Format the data below as a numbered list, omitting any blank lines.

→ Records supplied
((

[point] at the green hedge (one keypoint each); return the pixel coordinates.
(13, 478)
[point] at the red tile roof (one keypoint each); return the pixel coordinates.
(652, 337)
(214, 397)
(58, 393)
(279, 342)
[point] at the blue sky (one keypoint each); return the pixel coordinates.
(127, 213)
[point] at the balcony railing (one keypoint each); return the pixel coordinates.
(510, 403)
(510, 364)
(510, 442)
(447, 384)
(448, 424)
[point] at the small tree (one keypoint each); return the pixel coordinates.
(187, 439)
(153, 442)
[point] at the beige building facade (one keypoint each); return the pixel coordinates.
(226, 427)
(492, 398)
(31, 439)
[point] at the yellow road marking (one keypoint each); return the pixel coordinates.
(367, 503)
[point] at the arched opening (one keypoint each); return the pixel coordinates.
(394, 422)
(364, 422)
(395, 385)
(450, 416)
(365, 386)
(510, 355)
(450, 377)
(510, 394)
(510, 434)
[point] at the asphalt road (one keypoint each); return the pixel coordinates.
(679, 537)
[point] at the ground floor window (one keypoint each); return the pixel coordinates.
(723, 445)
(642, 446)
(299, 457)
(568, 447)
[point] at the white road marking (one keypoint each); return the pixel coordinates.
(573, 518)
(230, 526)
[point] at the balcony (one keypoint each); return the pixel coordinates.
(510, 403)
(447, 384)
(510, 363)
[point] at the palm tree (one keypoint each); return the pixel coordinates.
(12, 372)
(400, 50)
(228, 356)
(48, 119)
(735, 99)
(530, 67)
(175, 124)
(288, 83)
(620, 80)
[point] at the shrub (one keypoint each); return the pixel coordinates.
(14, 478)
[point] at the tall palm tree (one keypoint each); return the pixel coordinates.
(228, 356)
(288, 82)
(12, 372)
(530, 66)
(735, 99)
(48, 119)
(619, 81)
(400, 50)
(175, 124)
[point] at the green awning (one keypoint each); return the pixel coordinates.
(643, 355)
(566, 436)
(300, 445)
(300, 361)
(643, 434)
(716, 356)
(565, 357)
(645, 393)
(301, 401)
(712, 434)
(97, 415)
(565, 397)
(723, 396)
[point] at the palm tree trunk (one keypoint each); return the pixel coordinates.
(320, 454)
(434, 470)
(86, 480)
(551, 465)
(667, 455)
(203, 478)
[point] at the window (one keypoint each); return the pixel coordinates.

))

→ Exercise result
1. [point] at the green hedge (one keypoint each); return the pixel coordinates.
2. (13, 478)
3. [point] at the red tile roof (one keypoint each); return the pixel coordinates.
4. (652, 337)
5. (214, 397)
6. (58, 393)
7. (279, 342)
8. [point] at the blue sky (one keypoint each); return the pixel coordinates.
9. (127, 213)
10. [point] at the balcony railing (one keypoint each); return the pixel coordinates.
11. (510, 403)
12. (510, 364)
13. (510, 442)
14. (447, 384)
15. (448, 424)
16. [point] at the small tree (one keypoint each); return the pixel coordinates.
17. (187, 439)
18. (153, 442)
19. [point] at the beige building facade (one keypoint each); return the pixel coordinates.
20. (226, 427)
21. (492, 398)
22. (31, 439)
23. [point] at the yellow road marking (one keypoint each); return the pixel coordinates.
24. (367, 503)
25. [point] at the arched opening (one keypoint each); return the pixel coordinates.
26. (394, 422)
27. (364, 422)
28. (395, 385)
29. (450, 416)
30. (365, 386)
31. (510, 355)
32. (450, 377)
33. (510, 394)
34. (510, 434)
35. [point] at the asphalt road (one keypoint each); return the pixel coordinates.
36. (679, 537)
37. [point] at the ground floor window (one keypoint each); return the pixel coordinates.
38. (723, 445)
39. (642, 446)
40. (299, 457)
41. (568, 447)
42. [point] at the white road marking (one keypoint each); return the pixel coordinates.
43. (573, 518)
44. (230, 526)
45. [point] at the balcony (one keypoint each); return the pixel coordinates.
46. (510, 403)
47. (447, 384)
48. (510, 363)
49. [point] at the palm tree (one keypoint each); return the pixel coordinates.
50. (12, 372)
51. (400, 50)
52. (228, 356)
53. (48, 119)
54. (735, 99)
55. (530, 67)
56. (175, 124)
57. (288, 83)
58. (620, 80)
59. [point] at the shrub (one keypoint each); return the pixel coordinates.
60. (14, 478)
61. [point] at the tall palm tree (one keypoint each); return the pixel coordinates.
62. (228, 356)
63. (288, 82)
64. (12, 372)
65. (530, 66)
66. (735, 99)
67. (48, 119)
68. (619, 81)
69. (400, 50)
70. (175, 124)
71. [point] at the green awning (one keypoint each); return the pixel coordinates.
72. (643, 355)
73. (566, 436)
74. (300, 445)
75. (300, 361)
76. (643, 434)
77. (716, 356)
78. (565, 357)
79. (645, 393)
80. (301, 401)
81. (712, 434)
82. (97, 415)
83. (565, 397)
84. (723, 396)
85. [point] at the palm tree trunk (one keypoint each); return the pixel coordinates.
86. (320, 454)
87. (434, 470)
88. (86, 480)
89. (551, 465)
90. (667, 455)
91. (203, 478)
92. [point] at the window (one keypoint each); return the pixel coordinates.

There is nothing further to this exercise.